[start Recorded information]

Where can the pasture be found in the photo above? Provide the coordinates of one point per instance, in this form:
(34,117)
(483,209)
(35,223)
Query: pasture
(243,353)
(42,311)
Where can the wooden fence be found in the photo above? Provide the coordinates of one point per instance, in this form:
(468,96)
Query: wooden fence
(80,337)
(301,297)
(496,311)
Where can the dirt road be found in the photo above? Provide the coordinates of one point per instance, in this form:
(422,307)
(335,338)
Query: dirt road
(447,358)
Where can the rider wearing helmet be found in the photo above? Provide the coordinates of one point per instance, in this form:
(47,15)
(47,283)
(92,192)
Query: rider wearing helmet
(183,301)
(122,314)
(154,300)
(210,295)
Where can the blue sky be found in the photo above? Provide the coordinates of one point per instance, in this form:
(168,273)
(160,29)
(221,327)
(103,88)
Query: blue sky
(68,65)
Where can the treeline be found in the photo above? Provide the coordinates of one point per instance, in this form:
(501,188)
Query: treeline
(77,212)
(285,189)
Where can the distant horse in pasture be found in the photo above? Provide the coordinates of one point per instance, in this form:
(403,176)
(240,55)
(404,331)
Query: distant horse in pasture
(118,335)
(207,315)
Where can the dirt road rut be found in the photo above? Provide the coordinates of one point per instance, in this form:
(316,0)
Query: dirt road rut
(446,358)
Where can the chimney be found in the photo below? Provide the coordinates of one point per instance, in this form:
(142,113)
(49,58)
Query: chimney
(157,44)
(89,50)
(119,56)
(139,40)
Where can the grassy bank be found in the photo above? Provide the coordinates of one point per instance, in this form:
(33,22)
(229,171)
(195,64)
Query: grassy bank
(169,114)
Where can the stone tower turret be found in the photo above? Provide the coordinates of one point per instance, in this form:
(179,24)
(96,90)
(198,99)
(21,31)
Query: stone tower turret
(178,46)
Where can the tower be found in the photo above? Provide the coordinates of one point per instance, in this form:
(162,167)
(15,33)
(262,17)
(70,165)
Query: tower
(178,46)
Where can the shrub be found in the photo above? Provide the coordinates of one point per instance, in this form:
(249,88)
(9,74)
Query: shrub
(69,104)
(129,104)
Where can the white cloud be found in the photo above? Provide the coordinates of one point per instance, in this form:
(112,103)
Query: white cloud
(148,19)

[end Recorded information]

**Problem requirements:**
Reproduce, without any change, everything in the items above from the line containing "Where can the chimney" down through the last line of the items, including both of those lines.

**Right answer:**
Where can the chimney be found in the photo below? Provide the coordinates of one point per instance, in this form:
(142,113)
(49,58)
Query: chimney
(157,44)
(89,50)
(119,56)
(139,40)
Where can the grassy bank be found in the photo above? Provide the coordinates of one point per instance, in this form:
(33,22)
(229,171)
(195,64)
Query: grassy bank
(169,114)
Where can the stone tower turret be found in the photo above? Provide the coordinates of one point per instance, in this form:
(179,24)
(96,90)
(198,99)
(21,31)
Query: stone tower turret
(178,46)
Where can the tower be found in the photo above? Provide the coordinates of one point per instance, in this form:
(162,167)
(15,33)
(262,17)
(70,165)
Query: tower
(178,46)
Where can the shrub be found in the photo above? Provide the coordinates of one point per instance, in this form:
(249,88)
(9,74)
Query: shrub
(69,104)
(129,104)
Where can the white cloud be found in the photo above? Provide the coordinates of one point per instance, in this form:
(112,103)
Query: white cloud
(148,19)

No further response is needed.